Task prompt
All of the records below should be output exactly.

Dataset items

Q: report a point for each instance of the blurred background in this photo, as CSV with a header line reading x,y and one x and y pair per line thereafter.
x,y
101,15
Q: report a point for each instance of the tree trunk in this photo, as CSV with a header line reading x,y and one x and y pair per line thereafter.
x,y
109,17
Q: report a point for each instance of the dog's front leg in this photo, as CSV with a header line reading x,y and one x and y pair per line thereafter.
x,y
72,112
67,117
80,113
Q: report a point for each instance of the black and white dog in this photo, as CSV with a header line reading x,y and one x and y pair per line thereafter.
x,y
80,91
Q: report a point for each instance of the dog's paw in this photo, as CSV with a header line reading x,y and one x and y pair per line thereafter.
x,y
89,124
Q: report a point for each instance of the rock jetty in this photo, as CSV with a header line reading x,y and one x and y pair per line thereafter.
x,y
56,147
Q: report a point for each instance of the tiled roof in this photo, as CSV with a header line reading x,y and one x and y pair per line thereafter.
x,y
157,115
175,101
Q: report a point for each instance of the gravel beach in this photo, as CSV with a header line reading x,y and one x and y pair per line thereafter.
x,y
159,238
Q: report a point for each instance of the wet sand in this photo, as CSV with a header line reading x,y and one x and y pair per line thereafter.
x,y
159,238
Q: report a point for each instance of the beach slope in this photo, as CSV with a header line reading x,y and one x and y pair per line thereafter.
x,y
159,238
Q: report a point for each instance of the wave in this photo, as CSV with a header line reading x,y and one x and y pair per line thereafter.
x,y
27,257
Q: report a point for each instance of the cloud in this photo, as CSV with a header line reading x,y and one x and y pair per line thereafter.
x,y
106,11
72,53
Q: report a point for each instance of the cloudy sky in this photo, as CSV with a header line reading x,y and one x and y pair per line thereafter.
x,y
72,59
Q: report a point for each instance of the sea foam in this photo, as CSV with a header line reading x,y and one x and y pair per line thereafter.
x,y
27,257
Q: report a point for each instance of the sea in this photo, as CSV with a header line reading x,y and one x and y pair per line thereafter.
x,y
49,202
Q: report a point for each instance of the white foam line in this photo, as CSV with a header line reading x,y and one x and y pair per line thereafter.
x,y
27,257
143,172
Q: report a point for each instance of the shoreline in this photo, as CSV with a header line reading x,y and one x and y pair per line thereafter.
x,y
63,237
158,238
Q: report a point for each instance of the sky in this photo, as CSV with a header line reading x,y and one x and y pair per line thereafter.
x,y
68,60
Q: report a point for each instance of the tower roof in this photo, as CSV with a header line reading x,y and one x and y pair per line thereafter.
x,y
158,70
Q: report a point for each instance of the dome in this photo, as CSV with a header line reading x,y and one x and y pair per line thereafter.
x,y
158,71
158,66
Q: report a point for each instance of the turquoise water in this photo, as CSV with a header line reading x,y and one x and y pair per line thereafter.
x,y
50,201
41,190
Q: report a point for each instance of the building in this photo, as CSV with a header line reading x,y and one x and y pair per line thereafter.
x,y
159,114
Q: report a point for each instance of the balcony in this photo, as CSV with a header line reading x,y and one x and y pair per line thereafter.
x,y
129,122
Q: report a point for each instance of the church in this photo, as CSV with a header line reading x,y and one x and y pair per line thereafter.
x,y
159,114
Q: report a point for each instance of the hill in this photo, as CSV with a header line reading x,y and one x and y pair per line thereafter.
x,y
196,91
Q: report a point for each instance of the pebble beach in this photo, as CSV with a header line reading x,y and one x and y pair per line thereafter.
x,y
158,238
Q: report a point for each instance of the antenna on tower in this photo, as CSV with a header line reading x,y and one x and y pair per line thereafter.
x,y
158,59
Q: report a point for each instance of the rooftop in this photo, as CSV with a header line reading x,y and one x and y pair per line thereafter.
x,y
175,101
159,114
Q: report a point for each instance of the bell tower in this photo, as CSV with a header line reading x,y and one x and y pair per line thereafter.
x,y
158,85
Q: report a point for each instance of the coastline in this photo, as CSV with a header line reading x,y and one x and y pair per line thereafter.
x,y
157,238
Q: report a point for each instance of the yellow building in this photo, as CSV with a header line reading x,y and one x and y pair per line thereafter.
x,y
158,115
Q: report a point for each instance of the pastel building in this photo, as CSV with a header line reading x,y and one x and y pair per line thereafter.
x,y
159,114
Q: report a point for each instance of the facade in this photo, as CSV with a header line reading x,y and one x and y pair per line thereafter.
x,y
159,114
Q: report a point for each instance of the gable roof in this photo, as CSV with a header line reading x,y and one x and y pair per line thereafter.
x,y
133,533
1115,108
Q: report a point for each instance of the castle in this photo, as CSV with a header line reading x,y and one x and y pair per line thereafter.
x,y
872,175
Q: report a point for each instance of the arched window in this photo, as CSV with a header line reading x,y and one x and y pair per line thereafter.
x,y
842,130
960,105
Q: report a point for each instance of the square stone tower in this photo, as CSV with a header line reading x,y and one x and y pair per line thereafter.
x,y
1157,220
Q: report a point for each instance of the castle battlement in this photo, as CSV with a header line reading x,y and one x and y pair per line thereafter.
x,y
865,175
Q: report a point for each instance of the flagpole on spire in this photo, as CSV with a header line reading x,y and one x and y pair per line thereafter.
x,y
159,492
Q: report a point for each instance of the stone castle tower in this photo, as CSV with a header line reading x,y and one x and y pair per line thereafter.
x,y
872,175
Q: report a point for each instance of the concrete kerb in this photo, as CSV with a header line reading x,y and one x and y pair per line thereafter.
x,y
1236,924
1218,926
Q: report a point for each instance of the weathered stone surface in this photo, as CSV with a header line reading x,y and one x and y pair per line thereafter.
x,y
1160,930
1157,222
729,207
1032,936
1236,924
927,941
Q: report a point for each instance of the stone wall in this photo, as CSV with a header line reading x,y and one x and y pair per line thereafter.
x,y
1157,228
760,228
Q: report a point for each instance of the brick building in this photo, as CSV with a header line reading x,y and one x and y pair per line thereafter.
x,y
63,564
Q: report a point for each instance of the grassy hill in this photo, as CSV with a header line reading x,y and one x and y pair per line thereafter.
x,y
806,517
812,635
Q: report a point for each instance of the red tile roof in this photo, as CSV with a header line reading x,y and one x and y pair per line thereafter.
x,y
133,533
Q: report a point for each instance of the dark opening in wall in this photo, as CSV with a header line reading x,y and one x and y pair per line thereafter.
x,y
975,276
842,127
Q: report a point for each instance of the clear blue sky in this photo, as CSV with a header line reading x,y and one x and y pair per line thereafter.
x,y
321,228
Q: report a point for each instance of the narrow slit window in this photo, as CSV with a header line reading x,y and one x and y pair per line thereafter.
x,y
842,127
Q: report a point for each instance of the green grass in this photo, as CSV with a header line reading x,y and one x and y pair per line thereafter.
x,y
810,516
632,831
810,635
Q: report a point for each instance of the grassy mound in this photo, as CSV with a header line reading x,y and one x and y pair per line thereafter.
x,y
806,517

Written solution
Q: report a point for each instance of the blurred background in this photo, as CSV with a header line reading x,y and one x and y pair per line thereafter.
x,y
101,15
Q: report a point for each instance of the tree trunk in this photo, as CSV with a header line reading x,y and one x and y pair per line thereafter.
x,y
109,17
Q: report a point for each instance of the dog's front leg in this photo, as CSV with a header line reading x,y and one x and y pair per line thereafter.
x,y
72,112
67,117
80,113
Q: report a point for each instance of the black and white dog in this photo, as CSV with a header line reading x,y and one x and y pair per line thereafter.
x,y
80,91
Q: report a point for each instance of the dog's paw in this photo, as CSV with a header line reading x,y and one x and y pair per line thereafter.
x,y
89,124
Q: report a point for each instance of the rock jetty in this photo, as CSV with a header line reading x,y and one x and y pair per line thereafter.
x,y
56,147
Q: report a point for each instance of the tiled roof in this photo, as CSV with a header line reading x,y and one x and y pair per line thereafter.
x,y
157,115
175,101
Q: report a point for each instance of the gravel beach in this photo, as CSV with a header line reading x,y and one x and y pair per line thereafter.
x,y
159,238
Q: report a point for each instance of the wet sand in this photo, as CSV with a header line reading x,y and one x and y pair per line thereafter.
x,y
159,238
Q: report a point for each instance of the beach slope in this photo, as CSV with a header line reading x,y and one x and y pair per line thereafter.
x,y
159,238
Q: report a point for each instance of the wave in this photo, as CSV with a header line reading x,y and one x and y pair per line thereafter.
x,y
27,257
Q: report a point for each instance of the cloud in this photo, as CSV with a header line reading x,y and one x and y pair per line thereafter.
x,y
106,11
72,53
Q: report a point for each instance of the cloudy sky in this photo, as CSV with a header line reading x,y and one x and y pair per line thereafter.
x,y
72,59
Q: report a point for each instance of the sea foam in this photo, as CSV with a header line reading x,y and one x and y pair per line thereafter.
x,y
27,257
Q: report a point for each instance of the sea in this photo, as CSV with a header line reading x,y and one x and y pair per line thereafter.
x,y
49,202
Q: report a point for each instance of the white foam line in this photo, as CSV with a header line reading x,y and one x and y pair per line thereafter.
x,y
27,257
143,172
Q: report a point for each instance of the shoreline in this photo, as CSV with a header line reading x,y and one x and y pair per line thereafter.
x,y
63,237
158,238
Q: report a point for each instance of the sky in this photo, as CSV with a header line reading x,y and one x and y pair per line thereafter.
x,y
68,60
Q: report a point for each instance of the tower roof in this photo, as CSV with a header line reading x,y and one x and y pair per line thereafter.
x,y
158,70
Q: report a point for each instance of the dome in this photo, as CSV with a header line reading x,y and one x and y pair per line thereafter.
x,y
158,71
158,66
Q: report a point for each instance of the turquoise water in this photo, as CSV with a header line reading x,y and one x and y pair per line thereafter.
x,y
50,201
41,190
Q: report a point for each instance of the building in this photo, as CSV with a header line reading x,y and one x and y pair per line thereafter.
x,y
159,114
Q: report a point for each instance of the balcony in this photo, as CSV with a header line reading x,y and one x and y pair per line thereafter.
x,y
129,122
Q: report a point for each instance of the church in this photo, as CSV with a header line reading x,y and one x and y pair per line thereafter.
x,y
159,114
Q: report a point for each instance of the hill in this photo, as CSV with a header line reading x,y and one x and y pair per line thereafter.
x,y
196,91
Q: report a point for each instance of the pebble beach in this photo, as CSV with a header line reading x,y and one x and y pair per line thereafter.
x,y
158,238
Q: report a point for each instance of the antenna on tower in this photo, as CSV with a header line reading x,y and one x and y pair per line thereafter.
x,y
158,59
Q: report a point for each instance of the rooftop in this photo, as CSV with a header line reading x,y and one x and y pair per line thereafter.
x,y
175,101
159,114
Q: report a point for each instance of the bell tower in this photo, as CSV with a header line reading x,y and one x and y pair per line thereafter.
x,y
158,85
Q: report a point for each instance of the coastline in this photo, as CSV with a header line reading x,y and one x and y pair per line thereafter.
x,y
157,238
Q: report a point for each instance of the yellow building in this photo, as CSV with a header line reading x,y and one x and y pair per line thereafter.
x,y
158,115
Q: report a point for each instance of the pastel building in this photo, as CSV with a header line reading x,y and one x and y pair per line thereafter.
x,y
159,114
Q: report a point for each instance of the facade in this photo, as CSV with a header line reading x,y and one x and y pair per line thereafter.
x,y
159,114
Q: report a point for each instance of the gable roof in this photo, as CSV with a header line reading x,y and one x and y pair per line thereafter.
x,y
133,533
1115,108
Q: report a point for each instance of the castle in this photo, as CSV with a header line reading x,y and one x and y pair per line thereafter.
x,y
872,175
Q: report a point for each instance of the arched window in this photo, as CSV with a header line reading x,y and one x and y pair per line thereafter.
x,y
842,130
960,105
Q: report a point for each instance of the square stone tower in this photo, as CSV with a header line reading x,y and one x and y pair per line thereafter.
x,y
1157,220
Q: report a point for each instance of the castle battlement in this photo, as CSV with a header line reading x,y and one x and y pair per line thereafter.
x,y
865,175
Q: report a point for each instance of the flagpole on spire in this photo, as CSV with a header line reading x,y and one x and y pair per line thereafter.
x,y
159,492
Q: report a point for each instance of the stone castle tower in this photo, as CSV with a header line reading x,y and one x and y pair per line thereafter.
x,y
872,175
Q: report a point for each instance of the concrete kerb in this photo, as CSV with a header line reading x,y and one x and y pair per line thereafter.
x,y
1236,924
1218,926
Q: report a point for each instance of the weathered stone surface in this photo, as CSV with a header line reading x,y and one x and y pair per line thereafter.
x,y
1160,930
1157,222
729,207
1032,936
1236,924
927,941
Q: report a point for each instance of the stone wall in this photo, as CSV with a header line reading x,y and one x and y pair per line thereafter.
x,y
1157,228
760,228
Q: report a point for each instance of the brick building in this photo, as CSV with a header line reading x,y and one x and y pair per line thereafter.
x,y
63,564
Q: report a point for each instance of the grassy hill in this photo, as CSV with a header line reading x,y and one x and y pair per line thereafter.
x,y
806,517
812,635
Q: report a point for each instance of the red tile roof in this photo, as CSV with a header line reading x,y and one x and y pair per line thereafter.
x,y
133,533
Q: report a point for each instance of the dark opening in wall in this photo, as CSV with a header line reading x,y and one x and y pair per line thereafter.
x,y
975,276
842,127
Q: report a point for each instance of the clear blue sky in this photo, as CSV with a header line reading x,y and one x and y pair per line thereafter.
x,y
321,228
Q: report a point for each instance of the narrow slit window in this photo, as CSV with a header line reading x,y and one x and y pair per line thereafter.
x,y
842,127
Q: report a point for each instance of the green grass in this photo, as CSV with a header line reading x,y and one x and y pair per line thereafter.
x,y
810,516
632,831
810,635
Q: report a point for each instance of the grassy mound in this photo, as CSV with a header line reading x,y and one x and y pair per line thereafter.
x,y
806,517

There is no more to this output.